_TO DO_: Copy the listing below word for word, leaving out the pictures.

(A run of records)
◇ ◇ ◇ ◇

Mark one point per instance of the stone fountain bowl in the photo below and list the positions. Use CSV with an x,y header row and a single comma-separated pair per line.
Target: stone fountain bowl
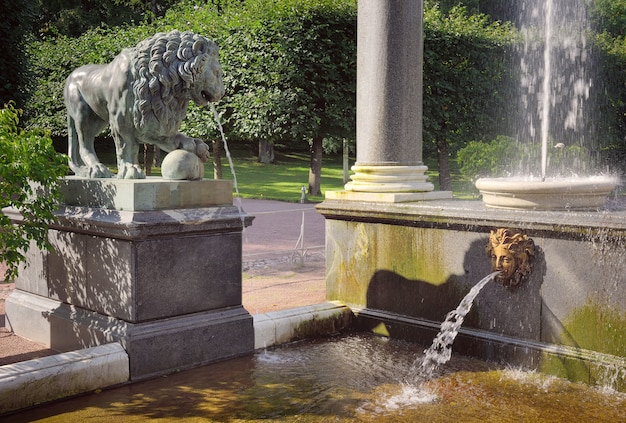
x,y
552,194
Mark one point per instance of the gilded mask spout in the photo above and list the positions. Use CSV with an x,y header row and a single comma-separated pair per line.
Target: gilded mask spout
x,y
510,254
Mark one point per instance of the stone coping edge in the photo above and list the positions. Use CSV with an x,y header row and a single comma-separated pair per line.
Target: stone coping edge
x,y
304,322
41,380
46,379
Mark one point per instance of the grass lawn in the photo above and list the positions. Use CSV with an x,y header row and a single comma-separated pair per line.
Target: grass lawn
x,y
283,180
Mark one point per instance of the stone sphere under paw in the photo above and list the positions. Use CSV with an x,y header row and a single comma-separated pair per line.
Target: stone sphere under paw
x,y
181,164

◇ ◇ ◇ ◇

_RESULT BELOW_:
Mark one point per instance of the stone fountain bowl in the photo below and list the positions. Use CSV with an x,y header row and a single comma-separated pair per line.
Target: stone fountain bowl
x,y
552,194
Mark one point per instance of the gilded mask spout in the photo above and list the positions. Use CSV with an x,y header row and a single comma-separated pair per line.
Target: gilded mask spout
x,y
510,254
Mark one point per instance of the stone coping edge in the photo above and list the positions. Use CSV with an x,y header row and a single comma-separated pair per line.
Target: stone coping edge
x,y
304,322
41,380
46,379
Mark one point per instance of the grass lawn in the photo above and list the positions. Use CSV with an x,y header row and a single comma-separated pair per line.
Target: grass lawn
x,y
283,180
Mark one point per instance of the stone sphere under paw in the photo above and list the positions. Use CSV with an x,y header row and a single comma-separated pair per line.
Target: stone sphere under paw
x,y
181,164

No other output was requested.